(Dataset items)
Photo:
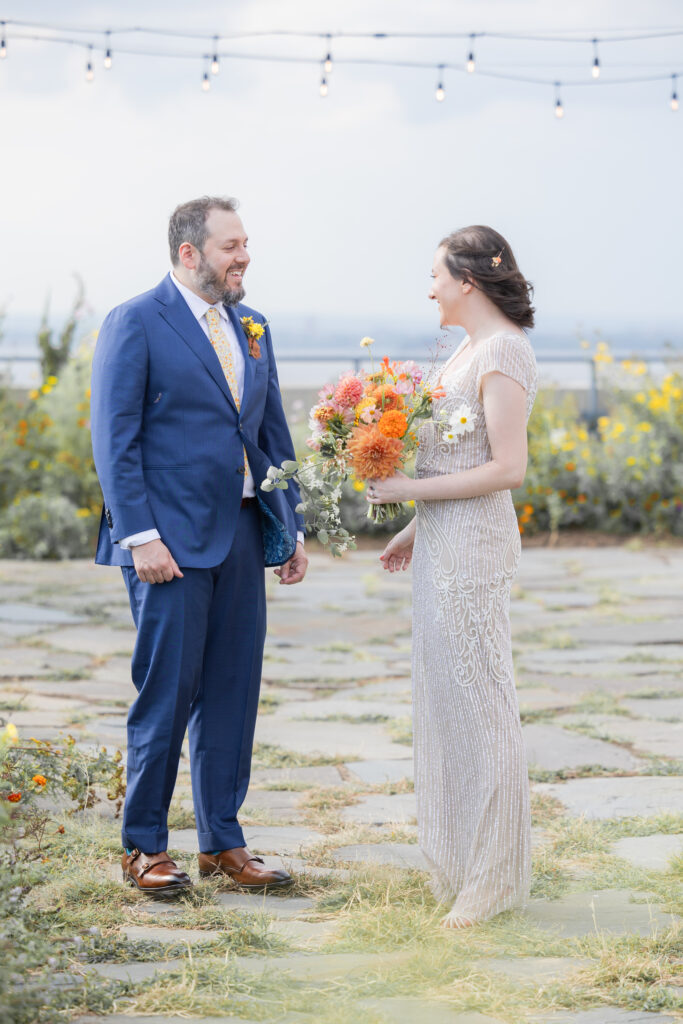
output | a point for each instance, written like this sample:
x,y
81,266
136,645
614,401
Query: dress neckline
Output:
x,y
461,347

WHAT TO PRODUCE: Reproduce the listing above word for word, leaving out the pictures.

WRITTEN RESPONSE:
Photo:
output | a point for each instance, written like this sample:
x,y
81,266
136,645
614,401
Query: dress neckline
Output:
x,y
461,347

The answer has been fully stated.